Entries provided:
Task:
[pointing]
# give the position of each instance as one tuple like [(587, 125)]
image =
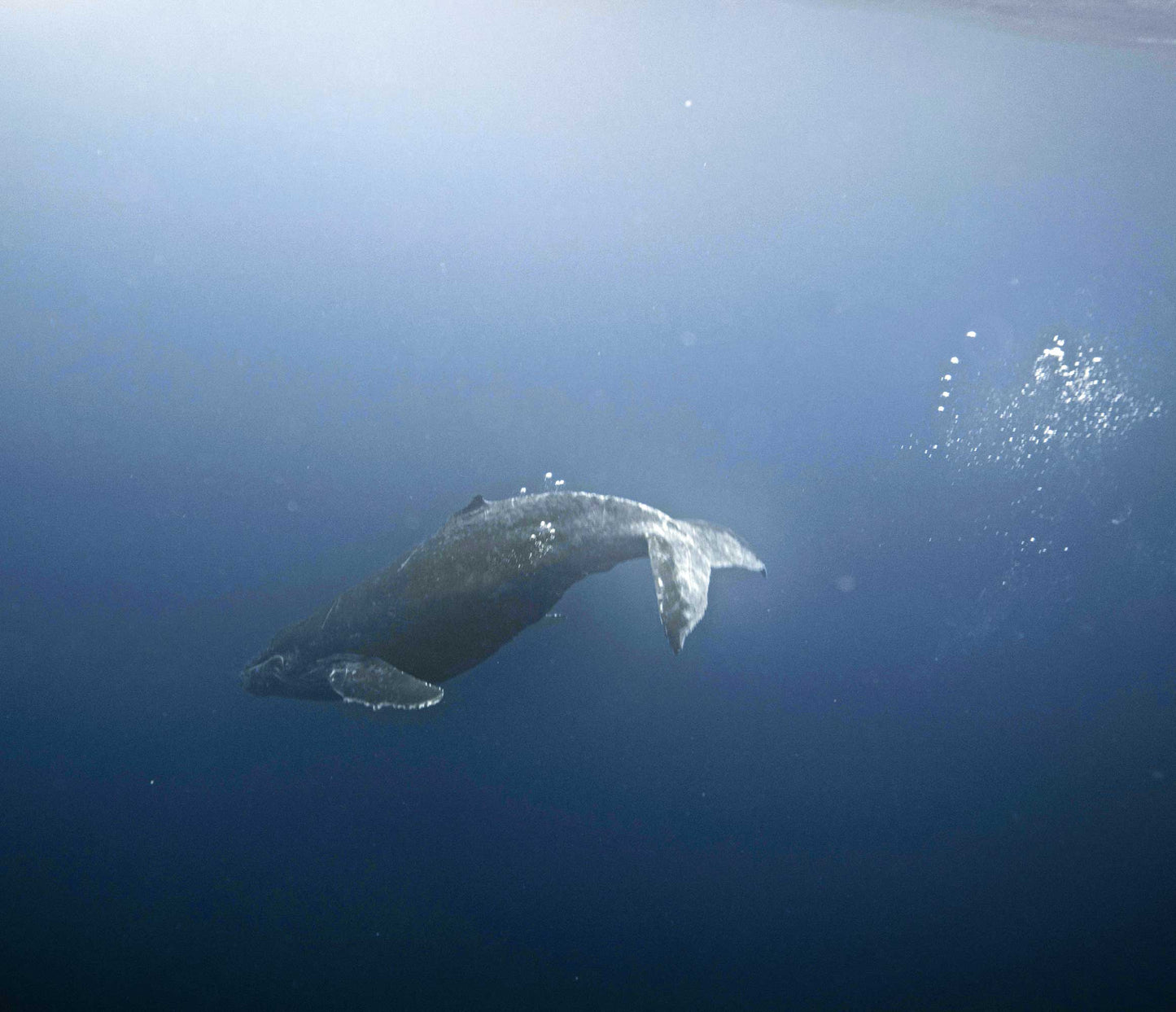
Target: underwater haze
[(890, 293)]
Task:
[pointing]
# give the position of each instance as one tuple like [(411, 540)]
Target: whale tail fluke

Given request: Put every line of the entries above into a numbered list, skipping blank lines and leaving out the pictures.

Answer to this problem:
1. Task:
2. [pointing]
3. # give the position of each instance as one tuple like [(587, 125)]
4. image =
5. Target: underwater haze
6. [(890, 293)]
7. Task:
8. [pointing]
9. # give the position of each instance as one tuple like [(411, 540)]
10. Target: whale tail fluke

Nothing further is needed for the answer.